◆ **Aim of the task**: Return the run of lines below that opens with the line containing "INSTRUCTION = locate a point on each instance of the blurred" and closes with the line containing "TARGET = bicycle fork", keeping each one exact.
+++ Available records +++
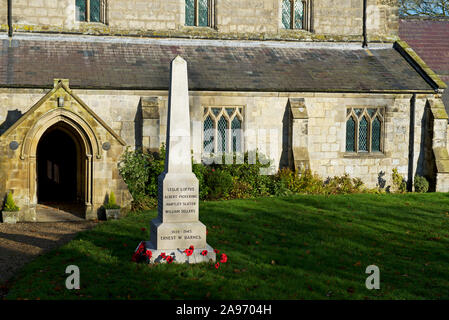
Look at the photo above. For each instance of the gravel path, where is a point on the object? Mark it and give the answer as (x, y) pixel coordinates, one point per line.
(20, 243)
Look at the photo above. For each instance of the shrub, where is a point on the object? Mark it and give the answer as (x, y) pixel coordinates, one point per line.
(421, 184)
(344, 185)
(303, 181)
(111, 204)
(241, 189)
(399, 183)
(10, 204)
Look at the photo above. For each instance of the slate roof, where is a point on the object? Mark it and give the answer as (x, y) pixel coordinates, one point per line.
(215, 66)
(429, 38)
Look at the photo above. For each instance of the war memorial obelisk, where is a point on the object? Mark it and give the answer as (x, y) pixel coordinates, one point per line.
(177, 226)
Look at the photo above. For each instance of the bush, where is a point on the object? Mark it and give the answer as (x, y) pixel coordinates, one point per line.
(10, 205)
(248, 173)
(421, 184)
(399, 183)
(111, 204)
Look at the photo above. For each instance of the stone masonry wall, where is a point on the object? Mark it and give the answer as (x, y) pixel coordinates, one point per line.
(234, 19)
(264, 121)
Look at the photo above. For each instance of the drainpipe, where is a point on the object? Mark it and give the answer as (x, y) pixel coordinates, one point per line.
(9, 18)
(411, 144)
(365, 38)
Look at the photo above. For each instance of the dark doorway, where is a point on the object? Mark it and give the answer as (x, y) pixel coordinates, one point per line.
(57, 167)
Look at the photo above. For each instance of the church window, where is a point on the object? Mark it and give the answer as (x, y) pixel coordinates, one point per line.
(222, 130)
(91, 10)
(364, 130)
(198, 13)
(294, 13)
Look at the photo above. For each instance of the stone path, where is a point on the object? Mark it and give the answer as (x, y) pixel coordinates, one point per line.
(55, 212)
(21, 243)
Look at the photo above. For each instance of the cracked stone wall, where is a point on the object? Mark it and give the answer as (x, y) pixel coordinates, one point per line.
(264, 124)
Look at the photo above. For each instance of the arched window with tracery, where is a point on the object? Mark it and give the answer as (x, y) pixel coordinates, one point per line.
(364, 130)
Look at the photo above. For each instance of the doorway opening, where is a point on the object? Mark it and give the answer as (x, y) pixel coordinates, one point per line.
(61, 172)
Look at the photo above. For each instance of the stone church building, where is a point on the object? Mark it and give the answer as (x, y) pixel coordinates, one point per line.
(322, 84)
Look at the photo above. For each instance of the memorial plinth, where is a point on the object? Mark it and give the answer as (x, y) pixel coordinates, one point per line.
(177, 226)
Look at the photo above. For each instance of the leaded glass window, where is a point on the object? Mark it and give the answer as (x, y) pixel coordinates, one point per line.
(81, 10)
(95, 10)
(198, 13)
(364, 129)
(350, 135)
(286, 14)
(223, 130)
(91, 10)
(293, 14)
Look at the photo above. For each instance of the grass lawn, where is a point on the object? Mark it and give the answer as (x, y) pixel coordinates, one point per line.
(298, 247)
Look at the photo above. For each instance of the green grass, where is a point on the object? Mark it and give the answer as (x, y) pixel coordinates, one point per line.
(299, 247)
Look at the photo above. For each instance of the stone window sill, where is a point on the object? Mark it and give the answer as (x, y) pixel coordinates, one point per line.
(364, 155)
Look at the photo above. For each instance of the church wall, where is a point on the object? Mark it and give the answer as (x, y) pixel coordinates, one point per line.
(18, 167)
(233, 19)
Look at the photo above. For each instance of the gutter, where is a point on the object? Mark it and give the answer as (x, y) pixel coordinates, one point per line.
(365, 37)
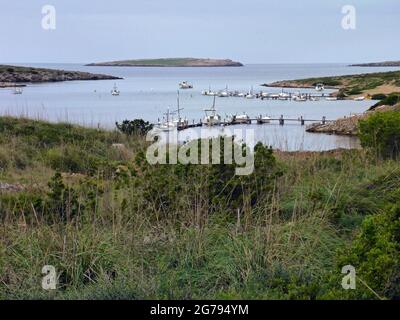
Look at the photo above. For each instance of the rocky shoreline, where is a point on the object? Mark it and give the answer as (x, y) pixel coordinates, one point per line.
(378, 64)
(347, 126)
(12, 76)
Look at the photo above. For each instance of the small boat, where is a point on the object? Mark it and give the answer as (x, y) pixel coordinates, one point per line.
(211, 118)
(180, 123)
(283, 96)
(17, 90)
(208, 92)
(263, 119)
(300, 98)
(250, 95)
(115, 91)
(242, 118)
(167, 124)
(185, 85)
(359, 99)
(224, 93)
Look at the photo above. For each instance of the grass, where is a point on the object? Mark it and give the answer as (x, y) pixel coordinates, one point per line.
(353, 85)
(117, 228)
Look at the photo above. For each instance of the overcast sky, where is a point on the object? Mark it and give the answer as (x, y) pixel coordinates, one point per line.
(250, 31)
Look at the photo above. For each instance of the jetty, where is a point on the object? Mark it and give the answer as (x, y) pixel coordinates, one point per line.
(234, 121)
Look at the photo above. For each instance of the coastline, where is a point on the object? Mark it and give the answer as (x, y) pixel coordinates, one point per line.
(16, 76)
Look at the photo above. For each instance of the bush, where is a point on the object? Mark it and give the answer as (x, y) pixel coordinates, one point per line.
(137, 126)
(381, 133)
(376, 254)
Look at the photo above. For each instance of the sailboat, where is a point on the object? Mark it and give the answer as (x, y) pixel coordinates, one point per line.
(212, 119)
(263, 119)
(208, 92)
(180, 123)
(17, 90)
(115, 91)
(242, 118)
(185, 85)
(167, 124)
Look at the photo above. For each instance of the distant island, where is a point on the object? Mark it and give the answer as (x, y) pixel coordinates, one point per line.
(170, 62)
(378, 64)
(11, 76)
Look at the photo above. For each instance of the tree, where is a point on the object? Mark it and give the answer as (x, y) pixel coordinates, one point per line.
(380, 133)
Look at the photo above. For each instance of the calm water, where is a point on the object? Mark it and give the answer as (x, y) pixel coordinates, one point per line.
(147, 93)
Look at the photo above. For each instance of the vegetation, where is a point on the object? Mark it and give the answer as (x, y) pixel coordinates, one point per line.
(352, 85)
(171, 62)
(116, 227)
(380, 133)
(134, 127)
(386, 100)
(10, 75)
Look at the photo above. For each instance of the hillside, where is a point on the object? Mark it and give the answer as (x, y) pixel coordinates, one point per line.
(350, 85)
(171, 62)
(11, 75)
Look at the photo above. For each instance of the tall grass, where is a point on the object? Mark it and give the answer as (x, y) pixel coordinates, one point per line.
(115, 228)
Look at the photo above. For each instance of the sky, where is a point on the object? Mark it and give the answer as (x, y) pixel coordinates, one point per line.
(249, 31)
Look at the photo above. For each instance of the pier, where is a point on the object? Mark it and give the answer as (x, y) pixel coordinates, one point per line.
(259, 120)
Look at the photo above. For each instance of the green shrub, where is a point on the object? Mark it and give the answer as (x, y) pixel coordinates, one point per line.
(137, 126)
(380, 133)
(376, 255)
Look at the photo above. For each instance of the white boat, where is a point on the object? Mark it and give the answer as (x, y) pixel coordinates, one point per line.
(300, 98)
(167, 124)
(115, 91)
(263, 119)
(17, 90)
(208, 92)
(180, 123)
(242, 118)
(283, 96)
(359, 99)
(223, 93)
(211, 118)
(274, 96)
(185, 85)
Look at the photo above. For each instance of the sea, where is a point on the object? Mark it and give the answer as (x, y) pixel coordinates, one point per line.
(148, 92)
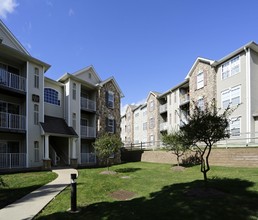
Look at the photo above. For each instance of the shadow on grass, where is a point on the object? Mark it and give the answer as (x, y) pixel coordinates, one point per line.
(234, 201)
(127, 170)
(10, 195)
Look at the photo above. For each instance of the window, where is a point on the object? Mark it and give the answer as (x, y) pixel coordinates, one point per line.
(231, 96)
(74, 91)
(51, 96)
(110, 99)
(36, 151)
(230, 68)
(110, 125)
(36, 114)
(200, 103)
(152, 140)
(144, 126)
(200, 80)
(74, 121)
(152, 106)
(36, 78)
(235, 126)
(152, 123)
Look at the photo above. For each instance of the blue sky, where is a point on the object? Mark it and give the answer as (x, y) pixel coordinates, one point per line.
(147, 45)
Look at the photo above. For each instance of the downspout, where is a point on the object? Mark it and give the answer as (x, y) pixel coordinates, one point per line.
(27, 113)
(248, 96)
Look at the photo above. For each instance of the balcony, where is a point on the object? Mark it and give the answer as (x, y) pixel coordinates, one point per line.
(88, 158)
(13, 81)
(88, 105)
(163, 126)
(88, 132)
(12, 121)
(163, 108)
(184, 99)
(12, 160)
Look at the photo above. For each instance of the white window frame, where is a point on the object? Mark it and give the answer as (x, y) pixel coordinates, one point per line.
(152, 107)
(36, 151)
(235, 124)
(74, 91)
(152, 123)
(36, 114)
(36, 77)
(200, 103)
(111, 99)
(74, 121)
(230, 68)
(230, 96)
(200, 80)
(111, 125)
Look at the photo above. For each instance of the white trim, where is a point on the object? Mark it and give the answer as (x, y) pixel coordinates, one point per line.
(27, 113)
(230, 94)
(248, 95)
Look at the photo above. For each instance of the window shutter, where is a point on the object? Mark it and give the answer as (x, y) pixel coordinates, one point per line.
(205, 78)
(195, 82)
(107, 98)
(114, 126)
(106, 125)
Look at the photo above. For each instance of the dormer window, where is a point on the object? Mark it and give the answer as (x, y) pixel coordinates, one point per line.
(51, 96)
(200, 80)
(110, 98)
(230, 68)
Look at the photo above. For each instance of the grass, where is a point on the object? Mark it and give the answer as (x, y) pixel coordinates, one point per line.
(20, 184)
(160, 193)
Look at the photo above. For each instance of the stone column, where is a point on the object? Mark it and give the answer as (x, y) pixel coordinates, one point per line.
(46, 160)
(74, 160)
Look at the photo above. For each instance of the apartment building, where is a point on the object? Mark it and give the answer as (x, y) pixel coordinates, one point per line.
(230, 81)
(46, 122)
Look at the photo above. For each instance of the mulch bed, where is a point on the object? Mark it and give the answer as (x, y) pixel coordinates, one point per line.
(122, 195)
(204, 193)
(178, 168)
(108, 172)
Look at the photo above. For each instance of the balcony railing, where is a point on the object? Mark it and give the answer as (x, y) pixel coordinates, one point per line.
(12, 121)
(87, 104)
(88, 158)
(12, 160)
(184, 99)
(163, 126)
(13, 81)
(88, 132)
(163, 108)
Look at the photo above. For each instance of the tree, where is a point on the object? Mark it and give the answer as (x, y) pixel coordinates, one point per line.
(173, 142)
(206, 127)
(107, 146)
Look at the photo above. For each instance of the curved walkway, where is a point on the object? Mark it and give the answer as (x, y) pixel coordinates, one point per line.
(31, 204)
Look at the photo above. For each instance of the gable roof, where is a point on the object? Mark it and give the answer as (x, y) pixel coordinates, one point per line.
(57, 126)
(79, 72)
(199, 59)
(112, 79)
(252, 45)
(13, 41)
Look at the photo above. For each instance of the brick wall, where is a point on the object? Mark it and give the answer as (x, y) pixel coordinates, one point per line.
(235, 157)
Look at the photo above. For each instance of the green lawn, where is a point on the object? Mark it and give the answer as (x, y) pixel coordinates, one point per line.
(20, 184)
(161, 193)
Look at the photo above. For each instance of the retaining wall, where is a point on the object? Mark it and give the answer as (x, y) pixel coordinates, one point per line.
(236, 157)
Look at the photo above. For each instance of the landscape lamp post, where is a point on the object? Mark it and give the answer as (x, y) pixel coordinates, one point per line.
(73, 193)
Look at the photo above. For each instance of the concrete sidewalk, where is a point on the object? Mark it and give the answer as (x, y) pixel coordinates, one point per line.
(31, 204)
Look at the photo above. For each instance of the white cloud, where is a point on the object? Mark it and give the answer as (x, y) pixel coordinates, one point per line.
(124, 107)
(7, 6)
(71, 12)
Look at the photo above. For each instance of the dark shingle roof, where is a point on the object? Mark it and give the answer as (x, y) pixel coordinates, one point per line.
(58, 126)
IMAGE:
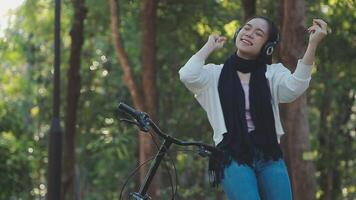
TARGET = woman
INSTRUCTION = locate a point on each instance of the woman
(241, 100)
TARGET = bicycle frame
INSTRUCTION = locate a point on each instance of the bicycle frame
(145, 123)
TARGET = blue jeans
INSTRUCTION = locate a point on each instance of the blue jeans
(267, 180)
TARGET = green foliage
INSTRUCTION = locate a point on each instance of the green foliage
(105, 148)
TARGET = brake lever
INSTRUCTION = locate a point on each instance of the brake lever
(129, 121)
(203, 152)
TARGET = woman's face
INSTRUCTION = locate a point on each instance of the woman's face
(251, 38)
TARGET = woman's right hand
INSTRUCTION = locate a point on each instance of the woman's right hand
(214, 42)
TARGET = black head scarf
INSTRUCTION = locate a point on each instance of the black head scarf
(238, 144)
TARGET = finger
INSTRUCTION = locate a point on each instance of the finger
(320, 23)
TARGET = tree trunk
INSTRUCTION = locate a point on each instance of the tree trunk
(73, 93)
(149, 86)
(295, 115)
(148, 101)
(249, 8)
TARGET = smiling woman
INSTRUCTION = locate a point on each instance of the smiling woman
(241, 100)
(6, 12)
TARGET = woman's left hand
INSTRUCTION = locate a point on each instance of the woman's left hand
(317, 31)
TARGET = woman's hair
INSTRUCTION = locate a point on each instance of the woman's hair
(272, 41)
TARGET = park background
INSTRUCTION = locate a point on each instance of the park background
(130, 51)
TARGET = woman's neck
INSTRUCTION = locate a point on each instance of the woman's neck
(245, 56)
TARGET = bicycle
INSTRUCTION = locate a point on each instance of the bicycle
(145, 124)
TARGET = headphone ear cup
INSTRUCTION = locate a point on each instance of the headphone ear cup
(269, 48)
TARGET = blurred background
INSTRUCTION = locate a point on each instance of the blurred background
(130, 51)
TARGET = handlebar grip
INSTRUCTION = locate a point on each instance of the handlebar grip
(129, 110)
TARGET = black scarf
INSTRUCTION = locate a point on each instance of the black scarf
(238, 144)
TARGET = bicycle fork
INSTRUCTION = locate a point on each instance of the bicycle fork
(141, 195)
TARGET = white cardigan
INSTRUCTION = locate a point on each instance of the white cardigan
(203, 81)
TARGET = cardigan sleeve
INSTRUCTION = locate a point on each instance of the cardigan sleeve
(291, 85)
(195, 75)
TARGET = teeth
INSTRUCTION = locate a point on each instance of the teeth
(247, 42)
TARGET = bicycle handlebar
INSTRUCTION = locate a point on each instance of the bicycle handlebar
(144, 122)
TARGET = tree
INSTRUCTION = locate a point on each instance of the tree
(148, 101)
(295, 115)
(73, 93)
(249, 9)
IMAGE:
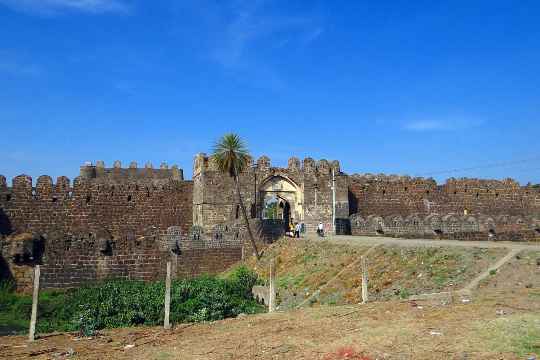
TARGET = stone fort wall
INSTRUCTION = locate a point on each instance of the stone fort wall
(470, 209)
(128, 222)
(110, 223)
(214, 197)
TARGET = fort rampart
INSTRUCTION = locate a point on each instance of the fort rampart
(128, 222)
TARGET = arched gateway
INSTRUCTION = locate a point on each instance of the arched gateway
(281, 199)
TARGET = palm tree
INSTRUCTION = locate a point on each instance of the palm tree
(232, 157)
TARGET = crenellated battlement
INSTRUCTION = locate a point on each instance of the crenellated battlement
(203, 163)
(133, 172)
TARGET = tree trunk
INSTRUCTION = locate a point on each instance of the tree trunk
(244, 213)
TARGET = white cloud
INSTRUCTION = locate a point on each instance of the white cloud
(441, 125)
(14, 67)
(52, 7)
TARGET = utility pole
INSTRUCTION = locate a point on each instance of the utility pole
(333, 201)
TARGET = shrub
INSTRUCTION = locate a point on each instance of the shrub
(120, 303)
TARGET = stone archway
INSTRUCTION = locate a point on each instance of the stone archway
(281, 199)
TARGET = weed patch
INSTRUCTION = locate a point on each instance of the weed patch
(129, 303)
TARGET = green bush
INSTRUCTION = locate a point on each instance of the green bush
(128, 303)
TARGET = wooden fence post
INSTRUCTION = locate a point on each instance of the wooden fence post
(166, 323)
(35, 297)
(272, 288)
(364, 280)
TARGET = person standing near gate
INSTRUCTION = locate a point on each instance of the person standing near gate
(297, 228)
(320, 229)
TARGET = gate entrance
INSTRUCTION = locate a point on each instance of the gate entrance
(281, 201)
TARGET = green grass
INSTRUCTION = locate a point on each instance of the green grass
(128, 303)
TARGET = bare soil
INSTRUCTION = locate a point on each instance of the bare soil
(494, 325)
(501, 320)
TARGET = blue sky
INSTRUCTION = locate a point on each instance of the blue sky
(405, 87)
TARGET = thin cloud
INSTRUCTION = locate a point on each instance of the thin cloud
(313, 35)
(14, 68)
(440, 125)
(53, 7)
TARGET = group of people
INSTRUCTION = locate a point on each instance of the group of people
(296, 228)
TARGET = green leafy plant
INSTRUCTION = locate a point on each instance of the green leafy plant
(120, 303)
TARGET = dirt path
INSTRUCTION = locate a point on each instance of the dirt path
(376, 240)
(496, 325)
(474, 284)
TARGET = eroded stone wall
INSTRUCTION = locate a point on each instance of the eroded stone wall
(111, 223)
(215, 200)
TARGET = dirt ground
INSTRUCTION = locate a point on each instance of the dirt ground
(395, 272)
(500, 320)
(493, 325)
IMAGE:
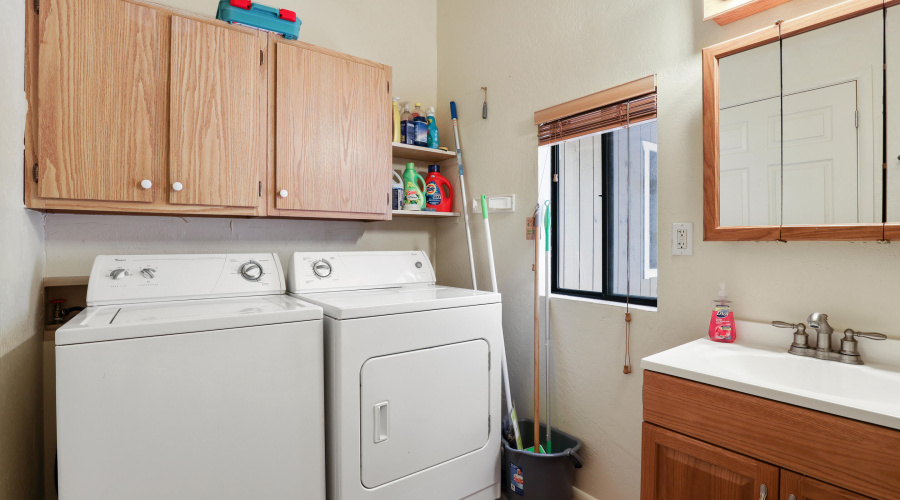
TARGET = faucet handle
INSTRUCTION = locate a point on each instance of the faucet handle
(849, 334)
(801, 338)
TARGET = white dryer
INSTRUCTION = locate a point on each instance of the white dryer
(190, 377)
(412, 377)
+++
◆ **Solution to the exercise**:
INSTRUCTION = locate a point on each instance of the blurred background
(130, 51)
TARGET = handlebar grip
INSTRUCTION = locate a point on each instance of the handlebar grip
(129, 110)
TARGET = black scarf
INSTRUCTION = locate a point on each instance of the black scarf
(238, 144)
TARGET = bicycle fork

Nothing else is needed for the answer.